• **Prompt**
Copy out, word for word, the stretch of items from the line containing "Can you find the temple" through the line containing "pixel 133 113", with both of those lines included.
- - - - -
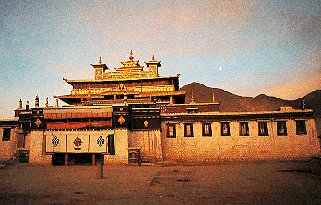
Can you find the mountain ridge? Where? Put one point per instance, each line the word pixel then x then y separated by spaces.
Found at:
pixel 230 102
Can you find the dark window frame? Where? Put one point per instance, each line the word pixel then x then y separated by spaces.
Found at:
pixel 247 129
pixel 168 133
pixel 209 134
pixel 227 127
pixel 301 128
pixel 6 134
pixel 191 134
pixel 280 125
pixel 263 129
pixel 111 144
- - - - -
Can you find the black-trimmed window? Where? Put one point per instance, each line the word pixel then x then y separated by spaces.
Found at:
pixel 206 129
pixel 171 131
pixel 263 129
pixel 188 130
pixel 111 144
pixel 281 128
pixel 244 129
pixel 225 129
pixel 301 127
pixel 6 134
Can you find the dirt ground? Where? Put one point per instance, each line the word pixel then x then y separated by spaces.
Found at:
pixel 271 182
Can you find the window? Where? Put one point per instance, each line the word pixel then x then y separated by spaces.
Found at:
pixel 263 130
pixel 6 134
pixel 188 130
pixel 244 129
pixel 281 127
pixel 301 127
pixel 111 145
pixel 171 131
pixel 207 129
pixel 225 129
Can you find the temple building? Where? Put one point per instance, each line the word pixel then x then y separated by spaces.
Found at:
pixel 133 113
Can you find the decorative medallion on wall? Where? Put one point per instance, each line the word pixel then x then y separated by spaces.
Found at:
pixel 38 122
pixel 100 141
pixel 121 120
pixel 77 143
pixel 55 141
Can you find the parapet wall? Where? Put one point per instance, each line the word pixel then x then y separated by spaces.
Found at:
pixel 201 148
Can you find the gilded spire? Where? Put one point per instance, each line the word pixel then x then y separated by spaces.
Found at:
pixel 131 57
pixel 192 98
- - - - -
• **Exercise answer**
Can you find the temple building? Where? Put one point per instance, each line the word pixel then x then y separated by spaces.
Found at:
pixel 133 113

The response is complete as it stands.